● WORK REQUIRED
Write out, character for character, the line containing "If you could tag the pink" and all lines after it up to the end of the listing.

● DATA FOR PROCESSING
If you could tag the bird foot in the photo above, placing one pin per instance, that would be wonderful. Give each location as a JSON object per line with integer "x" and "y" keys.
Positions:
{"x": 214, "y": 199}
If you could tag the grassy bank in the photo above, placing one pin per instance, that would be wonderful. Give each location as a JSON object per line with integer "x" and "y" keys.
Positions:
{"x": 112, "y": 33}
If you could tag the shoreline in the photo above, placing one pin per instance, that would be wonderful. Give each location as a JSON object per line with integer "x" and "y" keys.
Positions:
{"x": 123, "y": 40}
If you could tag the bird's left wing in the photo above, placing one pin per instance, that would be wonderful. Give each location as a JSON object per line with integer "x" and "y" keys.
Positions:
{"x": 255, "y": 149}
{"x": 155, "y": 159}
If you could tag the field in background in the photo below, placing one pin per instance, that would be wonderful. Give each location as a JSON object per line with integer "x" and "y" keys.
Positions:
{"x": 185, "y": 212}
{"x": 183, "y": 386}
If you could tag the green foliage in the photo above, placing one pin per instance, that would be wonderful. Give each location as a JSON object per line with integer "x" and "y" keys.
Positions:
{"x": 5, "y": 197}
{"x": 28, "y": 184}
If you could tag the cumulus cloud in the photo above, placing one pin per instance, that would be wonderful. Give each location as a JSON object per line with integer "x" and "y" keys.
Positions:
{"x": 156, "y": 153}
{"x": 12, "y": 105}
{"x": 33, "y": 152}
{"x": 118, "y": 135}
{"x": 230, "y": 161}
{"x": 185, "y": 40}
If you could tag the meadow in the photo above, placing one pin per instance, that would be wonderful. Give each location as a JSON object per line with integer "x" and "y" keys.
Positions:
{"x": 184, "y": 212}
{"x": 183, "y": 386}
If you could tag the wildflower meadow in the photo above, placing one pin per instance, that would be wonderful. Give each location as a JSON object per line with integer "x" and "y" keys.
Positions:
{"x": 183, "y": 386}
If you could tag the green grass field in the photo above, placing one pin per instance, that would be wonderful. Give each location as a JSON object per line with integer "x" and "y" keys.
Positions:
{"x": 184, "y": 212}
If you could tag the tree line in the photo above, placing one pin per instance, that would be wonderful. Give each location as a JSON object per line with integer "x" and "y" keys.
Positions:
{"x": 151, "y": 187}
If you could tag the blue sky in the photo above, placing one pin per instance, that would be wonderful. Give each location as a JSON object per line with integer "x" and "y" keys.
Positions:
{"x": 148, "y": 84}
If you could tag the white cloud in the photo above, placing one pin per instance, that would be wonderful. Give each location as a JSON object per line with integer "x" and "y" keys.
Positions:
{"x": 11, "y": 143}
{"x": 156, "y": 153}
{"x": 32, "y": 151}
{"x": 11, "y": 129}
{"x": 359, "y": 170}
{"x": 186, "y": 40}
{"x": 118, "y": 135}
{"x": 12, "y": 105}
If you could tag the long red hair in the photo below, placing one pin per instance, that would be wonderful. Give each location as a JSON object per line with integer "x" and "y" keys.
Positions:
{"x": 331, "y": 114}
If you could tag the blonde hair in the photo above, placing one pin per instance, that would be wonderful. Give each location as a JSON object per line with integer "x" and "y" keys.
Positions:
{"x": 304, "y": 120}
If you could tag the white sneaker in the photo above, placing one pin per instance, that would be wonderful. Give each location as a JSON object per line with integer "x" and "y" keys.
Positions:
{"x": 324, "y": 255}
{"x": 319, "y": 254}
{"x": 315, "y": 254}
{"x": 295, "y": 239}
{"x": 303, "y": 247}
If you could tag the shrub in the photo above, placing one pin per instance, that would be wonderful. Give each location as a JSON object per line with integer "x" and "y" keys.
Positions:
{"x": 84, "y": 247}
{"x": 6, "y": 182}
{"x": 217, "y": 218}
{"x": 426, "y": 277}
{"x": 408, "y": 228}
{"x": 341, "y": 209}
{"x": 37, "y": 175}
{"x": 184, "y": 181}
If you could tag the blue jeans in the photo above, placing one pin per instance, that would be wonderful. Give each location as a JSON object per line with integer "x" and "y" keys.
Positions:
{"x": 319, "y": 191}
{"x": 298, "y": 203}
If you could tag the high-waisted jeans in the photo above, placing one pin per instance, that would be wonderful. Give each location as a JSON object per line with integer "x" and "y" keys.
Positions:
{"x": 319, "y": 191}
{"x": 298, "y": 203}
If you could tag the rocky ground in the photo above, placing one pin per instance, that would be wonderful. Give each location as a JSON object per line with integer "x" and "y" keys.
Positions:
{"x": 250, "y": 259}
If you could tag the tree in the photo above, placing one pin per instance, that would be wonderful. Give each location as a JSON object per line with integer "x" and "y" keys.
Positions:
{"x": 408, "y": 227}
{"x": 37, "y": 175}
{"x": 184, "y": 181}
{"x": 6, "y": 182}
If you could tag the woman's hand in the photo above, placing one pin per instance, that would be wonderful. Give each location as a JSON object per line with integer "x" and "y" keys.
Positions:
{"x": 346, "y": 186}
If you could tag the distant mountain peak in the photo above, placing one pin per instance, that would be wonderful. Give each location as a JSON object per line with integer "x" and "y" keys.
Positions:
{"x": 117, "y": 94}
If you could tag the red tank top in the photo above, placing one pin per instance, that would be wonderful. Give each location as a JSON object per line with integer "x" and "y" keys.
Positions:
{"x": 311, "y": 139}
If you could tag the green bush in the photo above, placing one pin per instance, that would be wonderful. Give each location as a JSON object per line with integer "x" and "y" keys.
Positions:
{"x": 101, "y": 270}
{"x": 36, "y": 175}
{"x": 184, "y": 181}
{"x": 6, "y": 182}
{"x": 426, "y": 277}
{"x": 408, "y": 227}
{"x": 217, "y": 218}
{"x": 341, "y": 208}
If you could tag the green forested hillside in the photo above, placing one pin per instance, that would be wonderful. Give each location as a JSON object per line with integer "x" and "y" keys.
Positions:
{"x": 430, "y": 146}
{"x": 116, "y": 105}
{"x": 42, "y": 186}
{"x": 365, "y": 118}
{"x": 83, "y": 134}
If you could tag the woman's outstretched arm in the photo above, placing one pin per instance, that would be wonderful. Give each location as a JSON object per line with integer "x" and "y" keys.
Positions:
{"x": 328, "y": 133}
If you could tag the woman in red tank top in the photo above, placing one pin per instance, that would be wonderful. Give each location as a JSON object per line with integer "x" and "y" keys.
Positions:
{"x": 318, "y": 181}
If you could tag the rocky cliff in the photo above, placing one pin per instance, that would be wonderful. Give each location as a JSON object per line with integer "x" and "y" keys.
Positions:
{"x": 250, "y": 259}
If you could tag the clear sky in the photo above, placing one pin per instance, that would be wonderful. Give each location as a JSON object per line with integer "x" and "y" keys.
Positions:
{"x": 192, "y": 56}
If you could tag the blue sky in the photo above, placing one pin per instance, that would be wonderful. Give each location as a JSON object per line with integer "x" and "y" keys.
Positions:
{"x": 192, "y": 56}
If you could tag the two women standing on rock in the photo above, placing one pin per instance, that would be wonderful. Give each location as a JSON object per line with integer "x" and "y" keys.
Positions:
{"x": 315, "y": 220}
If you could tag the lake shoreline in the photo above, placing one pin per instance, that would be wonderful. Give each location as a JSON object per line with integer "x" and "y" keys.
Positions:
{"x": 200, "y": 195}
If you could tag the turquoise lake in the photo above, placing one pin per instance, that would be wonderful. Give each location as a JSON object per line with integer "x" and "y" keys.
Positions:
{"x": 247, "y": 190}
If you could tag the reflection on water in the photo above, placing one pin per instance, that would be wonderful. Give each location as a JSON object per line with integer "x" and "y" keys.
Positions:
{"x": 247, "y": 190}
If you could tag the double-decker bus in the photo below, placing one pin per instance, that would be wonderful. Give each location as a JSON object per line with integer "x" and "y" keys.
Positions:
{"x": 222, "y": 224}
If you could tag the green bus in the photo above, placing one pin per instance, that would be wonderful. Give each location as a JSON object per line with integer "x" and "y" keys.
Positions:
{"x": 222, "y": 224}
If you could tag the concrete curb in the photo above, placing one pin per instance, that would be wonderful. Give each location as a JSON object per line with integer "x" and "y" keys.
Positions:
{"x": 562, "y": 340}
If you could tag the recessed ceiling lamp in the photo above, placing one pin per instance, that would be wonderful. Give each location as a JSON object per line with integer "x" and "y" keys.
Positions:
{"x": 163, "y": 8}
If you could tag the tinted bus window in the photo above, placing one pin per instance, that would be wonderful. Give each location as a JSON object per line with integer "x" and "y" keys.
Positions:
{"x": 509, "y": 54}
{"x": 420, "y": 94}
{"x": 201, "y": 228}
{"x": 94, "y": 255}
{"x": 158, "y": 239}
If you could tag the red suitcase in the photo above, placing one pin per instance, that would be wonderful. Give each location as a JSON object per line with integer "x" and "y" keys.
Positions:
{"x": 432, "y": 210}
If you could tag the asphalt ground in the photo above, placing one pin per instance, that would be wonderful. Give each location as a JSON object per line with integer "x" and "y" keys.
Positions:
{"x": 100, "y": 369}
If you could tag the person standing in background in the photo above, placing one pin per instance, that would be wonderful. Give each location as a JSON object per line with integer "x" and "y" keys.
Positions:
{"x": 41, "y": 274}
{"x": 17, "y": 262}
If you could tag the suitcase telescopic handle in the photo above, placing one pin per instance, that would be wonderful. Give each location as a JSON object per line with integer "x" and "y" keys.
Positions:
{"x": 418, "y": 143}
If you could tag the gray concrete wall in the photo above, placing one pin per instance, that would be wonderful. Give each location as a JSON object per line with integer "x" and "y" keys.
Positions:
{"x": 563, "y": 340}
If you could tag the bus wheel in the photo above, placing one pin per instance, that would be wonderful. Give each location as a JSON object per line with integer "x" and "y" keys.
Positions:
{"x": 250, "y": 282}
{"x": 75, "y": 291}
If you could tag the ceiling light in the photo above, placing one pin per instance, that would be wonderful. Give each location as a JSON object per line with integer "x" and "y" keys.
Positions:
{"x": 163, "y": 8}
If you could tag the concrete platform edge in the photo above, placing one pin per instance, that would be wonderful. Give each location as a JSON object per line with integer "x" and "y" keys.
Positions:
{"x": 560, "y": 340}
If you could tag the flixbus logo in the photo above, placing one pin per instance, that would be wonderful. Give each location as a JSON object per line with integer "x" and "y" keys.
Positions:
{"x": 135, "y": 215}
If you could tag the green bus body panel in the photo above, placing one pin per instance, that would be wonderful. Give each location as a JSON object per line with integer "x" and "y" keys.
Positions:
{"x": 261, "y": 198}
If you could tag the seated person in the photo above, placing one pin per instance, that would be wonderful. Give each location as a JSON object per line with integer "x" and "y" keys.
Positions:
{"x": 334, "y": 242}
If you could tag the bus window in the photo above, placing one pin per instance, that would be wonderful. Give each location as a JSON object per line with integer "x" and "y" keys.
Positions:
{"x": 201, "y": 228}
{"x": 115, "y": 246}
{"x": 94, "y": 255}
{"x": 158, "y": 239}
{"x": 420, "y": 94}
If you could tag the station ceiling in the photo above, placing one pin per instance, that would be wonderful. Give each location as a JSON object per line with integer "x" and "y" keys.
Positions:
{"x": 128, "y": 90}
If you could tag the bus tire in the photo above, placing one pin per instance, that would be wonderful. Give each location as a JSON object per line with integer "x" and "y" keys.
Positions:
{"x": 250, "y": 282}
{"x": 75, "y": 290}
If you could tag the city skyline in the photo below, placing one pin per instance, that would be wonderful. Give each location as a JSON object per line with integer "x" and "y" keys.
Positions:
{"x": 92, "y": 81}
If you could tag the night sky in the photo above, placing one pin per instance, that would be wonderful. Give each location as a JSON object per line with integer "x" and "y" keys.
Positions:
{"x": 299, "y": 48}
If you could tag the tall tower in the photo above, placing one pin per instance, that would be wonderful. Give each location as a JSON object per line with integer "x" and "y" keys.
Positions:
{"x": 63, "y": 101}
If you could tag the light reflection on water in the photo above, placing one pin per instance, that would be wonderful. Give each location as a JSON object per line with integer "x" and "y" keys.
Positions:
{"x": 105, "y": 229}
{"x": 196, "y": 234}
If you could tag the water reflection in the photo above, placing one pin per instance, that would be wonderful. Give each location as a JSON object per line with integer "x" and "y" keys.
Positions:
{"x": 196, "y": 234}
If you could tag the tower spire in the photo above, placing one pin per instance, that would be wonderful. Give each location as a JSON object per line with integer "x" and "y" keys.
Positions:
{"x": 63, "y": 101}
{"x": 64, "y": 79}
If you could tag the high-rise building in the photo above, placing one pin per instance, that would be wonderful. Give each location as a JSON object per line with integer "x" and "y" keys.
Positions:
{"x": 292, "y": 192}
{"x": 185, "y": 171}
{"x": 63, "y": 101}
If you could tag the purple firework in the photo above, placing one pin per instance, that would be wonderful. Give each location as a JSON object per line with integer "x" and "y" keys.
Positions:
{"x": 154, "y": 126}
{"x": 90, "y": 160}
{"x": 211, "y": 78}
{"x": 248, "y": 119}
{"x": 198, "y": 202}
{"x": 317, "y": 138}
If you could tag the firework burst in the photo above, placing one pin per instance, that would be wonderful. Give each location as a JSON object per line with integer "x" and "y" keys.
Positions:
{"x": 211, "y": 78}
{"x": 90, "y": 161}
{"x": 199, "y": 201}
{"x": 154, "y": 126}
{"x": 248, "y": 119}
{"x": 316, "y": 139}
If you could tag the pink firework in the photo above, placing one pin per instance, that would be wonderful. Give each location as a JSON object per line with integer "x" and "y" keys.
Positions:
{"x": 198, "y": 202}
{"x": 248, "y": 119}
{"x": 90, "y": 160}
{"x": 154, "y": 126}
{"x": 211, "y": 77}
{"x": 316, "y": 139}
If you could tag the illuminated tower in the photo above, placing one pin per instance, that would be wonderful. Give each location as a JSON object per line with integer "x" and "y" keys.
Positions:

● REPLY TO THE EXERCISE
If you could tag the pink firework in the photo above, placing one pin per instance, that would be wonderful. Give each location as a JSON object per line with integer "x" and "y" keys.
Positions:
{"x": 198, "y": 202}
{"x": 248, "y": 119}
{"x": 90, "y": 160}
{"x": 154, "y": 126}
{"x": 211, "y": 77}
{"x": 316, "y": 139}
If you could tag the illuminated tower in the photo above, placing one pin per instance, that would be wonderful. Give each location as a JSON object per line with integer "x" and "y" keys.
Positions:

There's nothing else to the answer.